▸ GOAL OF THE EXERCISE:
In the entries below, find each line with the word "Target" and pull it out.

Segment Start: INFORMATION PROVIDED

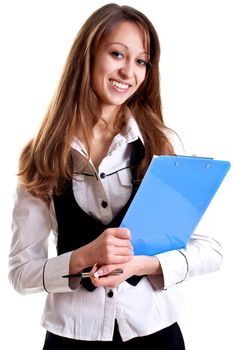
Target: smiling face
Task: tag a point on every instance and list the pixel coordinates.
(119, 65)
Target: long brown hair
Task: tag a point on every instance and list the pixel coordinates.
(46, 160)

Segment End: INFORMATION PROVIDED
Segment Start: INFORMATION PROVIDED

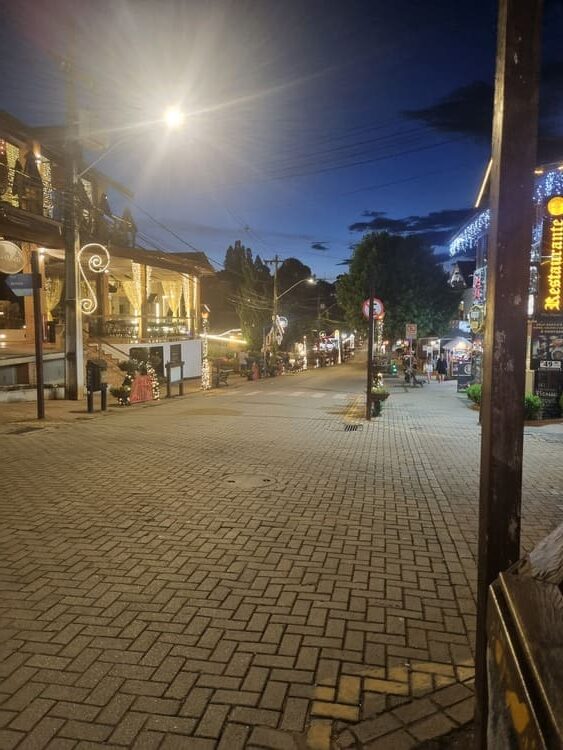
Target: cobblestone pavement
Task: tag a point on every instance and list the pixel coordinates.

Segment End: INFORMATION PROVIDED

▸ WRITTEN ANSWER:
Target: smiling face
Target: long brown hair
Target: cobblestone pavement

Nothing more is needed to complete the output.